> _Dataset excerpts_:

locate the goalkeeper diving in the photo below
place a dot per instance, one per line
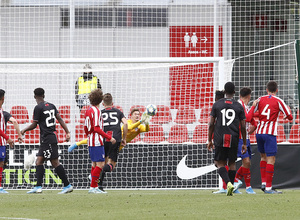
(129, 130)
(134, 122)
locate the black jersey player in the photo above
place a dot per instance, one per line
(112, 119)
(44, 115)
(227, 117)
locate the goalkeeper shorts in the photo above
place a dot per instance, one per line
(2, 153)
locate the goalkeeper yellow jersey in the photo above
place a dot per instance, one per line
(135, 129)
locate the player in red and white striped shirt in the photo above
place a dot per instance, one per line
(269, 107)
(94, 130)
(3, 139)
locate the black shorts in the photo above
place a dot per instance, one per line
(48, 151)
(226, 153)
(112, 150)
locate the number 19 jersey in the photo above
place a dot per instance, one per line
(228, 114)
(269, 107)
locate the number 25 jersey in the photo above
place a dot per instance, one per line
(228, 114)
(44, 114)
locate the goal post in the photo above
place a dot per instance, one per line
(182, 89)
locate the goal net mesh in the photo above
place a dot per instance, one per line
(183, 93)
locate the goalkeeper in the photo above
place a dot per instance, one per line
(136, 125)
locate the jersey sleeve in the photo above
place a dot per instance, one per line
(36, 113)
(213, 112)
(242, 115)
(7, 116)
(144, 128)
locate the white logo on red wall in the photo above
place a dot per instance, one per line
(193, 41)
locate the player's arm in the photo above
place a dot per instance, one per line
(125, 131)
(8, 140)
(133, 126)
(103, 134)
(30, 127)
(64, 126)
(243, 132)
(72, 147)
(16, 126)
(211, 128)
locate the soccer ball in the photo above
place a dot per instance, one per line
(29, 161)
(151, 110)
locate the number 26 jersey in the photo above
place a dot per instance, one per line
(228, 114)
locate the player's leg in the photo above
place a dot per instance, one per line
(2, 159)
(260, 138)
(112, 155)
(271, 151)
(97, 156)
(39, 173)
(224, 185)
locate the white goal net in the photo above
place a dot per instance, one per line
(182, 89)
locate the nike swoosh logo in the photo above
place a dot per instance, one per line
(184, 172)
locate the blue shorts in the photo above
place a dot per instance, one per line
(97, 154)
(248, 152)
(2, 153)
(267, 144)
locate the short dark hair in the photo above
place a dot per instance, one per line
(107, 99)
(272, 86)
(245, 91)
(134, 110)
(40, 92)
(2, 92)
(96, 97)
(219, 94)
(229, 88)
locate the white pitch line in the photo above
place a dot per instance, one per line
(19, 218)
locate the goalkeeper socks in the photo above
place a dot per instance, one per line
(224, 174)
(62, 174)
(247, 176)
(40, 171)
(1, 171)
(239, 174)
(269, 176)
(95, 176)
(107, 168)
(231, 174)
(263, 165)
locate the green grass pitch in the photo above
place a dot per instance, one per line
(149, 204)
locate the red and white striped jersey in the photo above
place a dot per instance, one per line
(93, 118)
(249, 118)
(2, 127)
(269, 107)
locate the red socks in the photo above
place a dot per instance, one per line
(239, 174)
(269, 176)
(263, 165)
(95, 176)
(1, 170)
(243, 172)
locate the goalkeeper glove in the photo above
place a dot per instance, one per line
(145, 117)
(72, 147)
(29, 161)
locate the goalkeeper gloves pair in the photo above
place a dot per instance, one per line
(145, 119)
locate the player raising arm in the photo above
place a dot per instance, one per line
(269, 107)
(93, 128)
(112, 119)
(227, 115)
(45, 114)
(3, 139)
(244, 170)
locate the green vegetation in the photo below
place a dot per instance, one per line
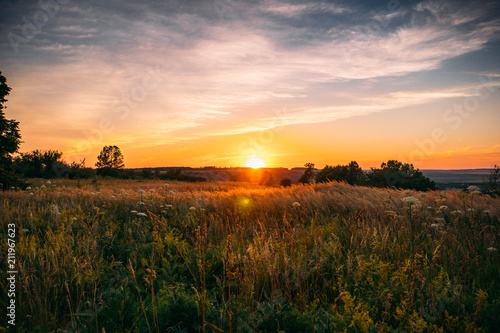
(136, 256)
(10, 140)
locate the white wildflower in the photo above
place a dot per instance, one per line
(411, 200)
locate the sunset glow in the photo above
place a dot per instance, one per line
(255, 163)
(205, 83)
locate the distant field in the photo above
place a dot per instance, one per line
(457, 178)
(146, 256)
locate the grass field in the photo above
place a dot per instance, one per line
(131, 256)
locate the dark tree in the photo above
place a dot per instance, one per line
(308, 174)
(46, 164)
(110, 157)
(350, 173)
(10, 139)
(399, 175)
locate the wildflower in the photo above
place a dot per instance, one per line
(411, 200)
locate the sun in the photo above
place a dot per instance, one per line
(255, 163)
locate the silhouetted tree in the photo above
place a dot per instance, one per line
(350, 173)
(10, 139)
(110, 157)
(491, 183)
(399, 175)
(308, 174)
(42, 164)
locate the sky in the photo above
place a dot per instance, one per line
(217, 82)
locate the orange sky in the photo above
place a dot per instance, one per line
(290, 84)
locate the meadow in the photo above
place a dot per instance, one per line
(146, 256)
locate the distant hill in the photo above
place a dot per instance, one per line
(461, 178)
(445, 179)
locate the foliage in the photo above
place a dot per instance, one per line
(10, 140)
(182, 257)
(351, 173)
(308, 174)
(492, 181)
(110, 157)
(399, 175)
(286, 182)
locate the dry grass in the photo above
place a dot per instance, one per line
(331, 256)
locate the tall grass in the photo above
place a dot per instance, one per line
(232, 257)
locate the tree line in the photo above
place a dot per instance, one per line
(391, 174)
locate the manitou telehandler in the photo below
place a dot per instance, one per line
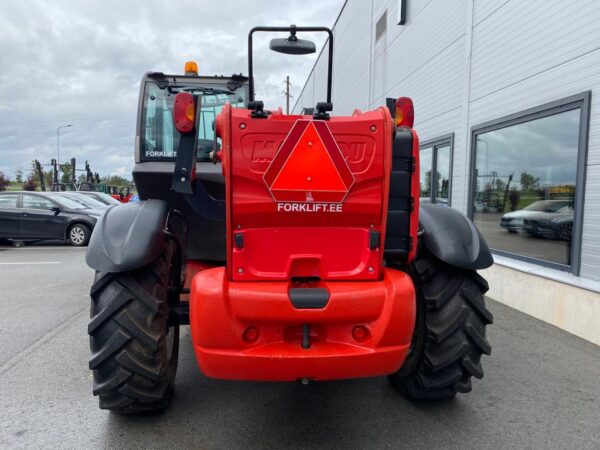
(294, 246)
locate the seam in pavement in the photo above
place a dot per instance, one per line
(13, 361)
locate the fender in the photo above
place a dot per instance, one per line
(453, 238)
(128, 236)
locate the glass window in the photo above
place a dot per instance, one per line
(436, 170)
(426, 163)
(159, 136)
(37, 202)
(442, 181)
(525, 183)
(8, 201)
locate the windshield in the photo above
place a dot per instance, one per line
(87, 201)
(108, 200)
(547, 206)
(159, 138)
(68, 203)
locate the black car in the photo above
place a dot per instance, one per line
(38, 216)
(101, 196)
(557, 226)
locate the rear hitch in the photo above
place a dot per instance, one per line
(306, 336)
(179, 314)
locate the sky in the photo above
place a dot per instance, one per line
(80, 62)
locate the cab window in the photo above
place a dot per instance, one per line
(159, 136)
(8, 201)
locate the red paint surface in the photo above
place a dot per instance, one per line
(331, 244)
(251, 331)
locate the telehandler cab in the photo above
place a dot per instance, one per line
(299, 240)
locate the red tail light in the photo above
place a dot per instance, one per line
(404, 112)
(184, 112)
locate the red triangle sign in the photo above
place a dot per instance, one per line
(309, 166)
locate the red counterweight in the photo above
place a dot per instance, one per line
(306, 199)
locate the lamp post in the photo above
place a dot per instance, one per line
(58, 141)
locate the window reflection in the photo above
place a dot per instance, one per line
(524, 186)
(443, 175)
(425, 161)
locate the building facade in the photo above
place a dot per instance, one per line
(507, 107)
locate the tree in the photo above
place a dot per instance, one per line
(30, 184)
(513, 198)
(529, 182)
(66, 170)
(500, 185)
(4, 181)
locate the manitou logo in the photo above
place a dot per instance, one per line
(309, 172)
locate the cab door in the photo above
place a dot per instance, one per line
(9, 216)
(39, 220)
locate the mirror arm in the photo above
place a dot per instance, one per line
(289, 29)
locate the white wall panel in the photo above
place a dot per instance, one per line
(523, 54)
(590, 252)
(527, 38)
(484, 9)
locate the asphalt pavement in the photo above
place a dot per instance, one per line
(541, 388)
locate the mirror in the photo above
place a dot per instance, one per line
(292, 46)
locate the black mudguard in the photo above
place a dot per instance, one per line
(128, 236)
(453, 238)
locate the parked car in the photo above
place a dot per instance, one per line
(101, 196)
(39, 216)
(488, 202)
(84, 200)
(513, 221)
(558, 226)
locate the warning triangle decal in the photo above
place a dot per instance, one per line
(309, 166)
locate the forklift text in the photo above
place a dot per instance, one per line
(309, 207)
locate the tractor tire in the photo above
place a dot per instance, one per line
(449, 336)
(134, 351)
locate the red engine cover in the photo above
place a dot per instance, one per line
(305, 198)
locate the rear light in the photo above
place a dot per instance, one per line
(184, 112)
(404, 112)
(191, 68)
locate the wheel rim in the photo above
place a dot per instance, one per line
(77, 235)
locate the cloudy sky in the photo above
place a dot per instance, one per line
(80, 62)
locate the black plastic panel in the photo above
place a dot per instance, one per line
(398, 242)
(309, 298)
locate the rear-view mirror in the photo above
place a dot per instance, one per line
(291, 46)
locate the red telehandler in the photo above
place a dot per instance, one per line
(294, 247)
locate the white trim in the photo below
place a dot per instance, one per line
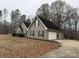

> _Description of the task_: Copy out the entries from the line containing "locate the cloudy sky in the photo above" through the end of the entries, keeping every line unchanged and leaving out the pictures.

> _The completed task_:
locate the cloudy sky in the photo above
place a dot per instance, one per line
(80, 62)
locate the black plastic panel in the photo above
place a dot per instance, one per line
(398, 242)
(309, 298)
locate the rear-view mirror in the photo above
place a dot per instance, one per line
(291, 46)
locate the red telehandler in the photo above
place a dot per instance, one per line
(294, 247)
locate the white trim in the photo below
place a dot per instance, one per line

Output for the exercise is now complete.